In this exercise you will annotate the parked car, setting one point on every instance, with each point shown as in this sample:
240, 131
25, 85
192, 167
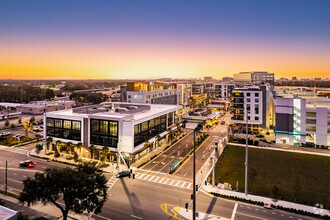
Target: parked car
260, 136
123, 174
39, 135
27, 163
5, 133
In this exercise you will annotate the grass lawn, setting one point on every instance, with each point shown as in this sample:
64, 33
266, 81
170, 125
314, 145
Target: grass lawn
300, 178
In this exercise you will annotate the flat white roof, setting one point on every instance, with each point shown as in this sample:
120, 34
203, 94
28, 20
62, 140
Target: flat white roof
154, 109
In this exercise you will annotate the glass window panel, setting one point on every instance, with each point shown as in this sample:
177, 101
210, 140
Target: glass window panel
76, 125
66, 124
95, 125
104, 129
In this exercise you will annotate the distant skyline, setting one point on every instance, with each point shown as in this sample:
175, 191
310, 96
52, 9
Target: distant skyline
159, 39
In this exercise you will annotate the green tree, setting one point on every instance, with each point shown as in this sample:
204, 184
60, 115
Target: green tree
58, 144
81, 189
78, 147
38, 148
69, 146
105, 151
7, 123
92, 150
32, 119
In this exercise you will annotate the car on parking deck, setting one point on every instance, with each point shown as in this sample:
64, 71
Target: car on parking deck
123, 174
5, 133
27, 163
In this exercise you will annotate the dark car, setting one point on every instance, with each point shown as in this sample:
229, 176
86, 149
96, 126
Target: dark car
260, 136
123, 174
27, 163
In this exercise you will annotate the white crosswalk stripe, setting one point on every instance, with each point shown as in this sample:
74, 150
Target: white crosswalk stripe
165, 181
111, 182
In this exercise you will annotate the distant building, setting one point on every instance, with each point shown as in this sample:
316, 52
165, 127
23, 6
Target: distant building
123, 127
153, 92
227, 79
254, 102
254, 77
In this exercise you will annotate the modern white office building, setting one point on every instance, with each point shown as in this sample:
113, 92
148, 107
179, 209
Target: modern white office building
302, 120
123, 127
255, 103
254, 77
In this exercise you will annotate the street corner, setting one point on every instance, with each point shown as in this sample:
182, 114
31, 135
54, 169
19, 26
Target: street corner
172, 210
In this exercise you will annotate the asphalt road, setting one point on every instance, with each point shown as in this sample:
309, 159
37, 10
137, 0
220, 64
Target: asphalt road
139, 199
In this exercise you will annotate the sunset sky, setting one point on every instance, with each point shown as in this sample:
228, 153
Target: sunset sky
151, 39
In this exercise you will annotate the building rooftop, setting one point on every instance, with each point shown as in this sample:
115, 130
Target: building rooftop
119, 110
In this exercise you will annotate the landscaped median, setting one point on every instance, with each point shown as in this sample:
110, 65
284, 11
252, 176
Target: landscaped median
276, 175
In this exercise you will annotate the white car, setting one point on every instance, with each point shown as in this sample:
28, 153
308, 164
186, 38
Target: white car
5, 133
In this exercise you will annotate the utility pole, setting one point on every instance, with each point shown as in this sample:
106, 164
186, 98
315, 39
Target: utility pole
194, 180
6, 177
246, 149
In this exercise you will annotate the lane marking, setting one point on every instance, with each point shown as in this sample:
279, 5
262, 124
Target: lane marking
133, 216
251, 216
234, 211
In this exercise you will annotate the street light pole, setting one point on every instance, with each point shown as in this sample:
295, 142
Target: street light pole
246, 149
194, 181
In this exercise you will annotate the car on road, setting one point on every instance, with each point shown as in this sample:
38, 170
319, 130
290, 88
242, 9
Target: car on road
5, 133
27, 163
39, 135
123, 174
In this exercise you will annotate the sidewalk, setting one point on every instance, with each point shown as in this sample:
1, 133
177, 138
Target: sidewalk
153, 153
327, 154
266, 200
188, 214
48, 211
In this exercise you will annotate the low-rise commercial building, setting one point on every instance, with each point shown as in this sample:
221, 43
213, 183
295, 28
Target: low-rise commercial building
301, 120
123, 127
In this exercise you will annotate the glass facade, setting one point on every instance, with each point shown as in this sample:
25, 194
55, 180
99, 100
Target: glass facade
63, 128
104, 133
146, 130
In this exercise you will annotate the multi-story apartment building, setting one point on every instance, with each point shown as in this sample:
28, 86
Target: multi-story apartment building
255, 103
254, 77
123, 127
300, 120
153, 92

◆ INSTRUCTIONS TO FOLLOW
Copy out all of the material exactly as written, without its pictures.

◆ SOLUTION FOR THIS TASK
In this exercise you will annotate the parked car, setting one point on every instance, with each point shown as in this sample:
240, 131
25, 85
192, 167
Target: parked car
260, 136
123, 174
39, 135
27, 163
5, 133
In this exercise you will annotate the grass lawn, setting one point on every instance, with each point shown as in this sample:
64, 33
266, 81
170, 125
314, 145
Target: grass lawn
300, 178
In this exercise you will annotate the flat white roof, setting one point on every instance, with each point shown as in this sample:
120, 34
203, 94
28, 20
62, 140
Target: flat white roof
154, 109
In this exercise you will annotate the glass window panel, setting one point on every instance, with each point shown as in this sample:
177, 101
210, 140
Target: glass window panel
76, 125
66, 124
95, 125
104, 129
In this exercise you will annotate the distant skyline, setting one point on every instance, with each point shown as in this sample:
175, 191
310, 96
52, 9
Target: distant skyline
159, 39
In this exercise you will annotate the green tree, setting one point on every instance, with each point shown as in this sample:
204, 184
60, 115
Target: green tree
58, 144
81, 189
78, 147
38, 148
69, 146
105, 151
7, 123
92, 150
32, 119
In this exercise you will annotate the car on parking deck, setting one point on every instance, with each point shown as in this sample:
64, 71
Target: car on parking deck
123, 174
5, 133
27, 163
In this exercise you will annotate the dark car, setting one point on every instance, with each point shown as in this sample:
229, 176
86, 149
96, 126
Target: dark car
260, 136
123, 174
27, 163
In this exercise you will annotate the white crosswalk stripe, setting one point on every instance, with each point shown as in this sample:
74, 150
Target: white crosswalk stripe
165, 181
111, 182
In this exercise you will annotate the distant building, setting one point on every instance, with each point shown as in this sample:
316, 52
165, 127
23, 6
Target: distant building
123, 127
153, 92
227, 79
254, 102
254, 77
In this exercise you will annotate the modern white office building, setting one point on every instance, with each point shown as in this sample:
113, 92
148, 107
179, 209
Target: modern white office building
302, 120
123, 127
255, 103
254, 77
In this exercise you will annotate the street corner, setting one point on every instance, with each point shown as in this sample:
182, 114
31, 135
54, 169
19, 26
Target: street corner
172, 210
In this exercise you will annotate the asphalt road, setting one point on every instance, with each point shown as in this sample:
309, 159
37, 10
137, 0
220, 64
Target: asphalt road
139, 199
In this exercise you will annotate the sunset sky, setting one point on every instance, with each point shown as in this sample:
228, 153
Target: sunset sky
151, 39
In this exercise you will annotate the building rooftop, setting one point on every instance, with each point shown as in this sample:
115, 130
Target: building rooftop
119, 110
In this exercise you will annotate the landscaped median, setting one point on every instance, with each point shown as in this sample:
110, 65
284, 11
252, 176
Target: landscaped median
276, 175
In this exercise you will annotate the white car, setting one point on every instance, with each point shown as in this sample:
28, 153
308, 164
186, 38
Target: white car
5, 133
In this exercise you will annotate the utility pole, setting one point on every instance, with each point shown as in this sample:
106, 164
186, 98
315, 39
Target: utility pole
194, 180
6, 177
246, 149
In this exercise you will annotate the lane marking, setting one point on every instance, with each point shown as in this sample:
279, 5
262, 124
Target: lane marking
133, 216
251, 216
234, 211
In this exercise you will annotate the street light pole, setting one point on every instance, with each point shown as in this sample:
295, 142
Target: street light pole
246, 149
194, 181
In this exercise you will annotate the car on road, setting one point on every instance, with each point shown as in this sample:
38, 170
319, 130
290, 88
242, 9
Target: car on road
5, 133
27, 163
39, 135
123, 174
In this exercise you will annotate the sidewalk, setting one point on every instance, with each point shown as in this sample:
1, 133
177, 138
Target: sidewalk
153, 153
327, 154
266, 200
188, 214
48, 211
In this exercise you will annotate the low-rise commercial building, setting one point on every instance, with each point shown as in this sample:
221, 43
213, 183
295, 28
Target: low-rise commercial building
301, 120
123, 127
In this exercise you will annotate the glass facade, setting one point on every instance, with each point shown as in this sample:
25, 194
55, 180
99, 100
Target: glass facade
63, 128
104, 133
146, 130
In this exercise you will annotate the multi-story apartment building, setting one point on every instance, with each point shown as in this sample:
28, 86
Target: multi-story apartment building
255, 103
254, 77
123, 127
300, 120
153, 92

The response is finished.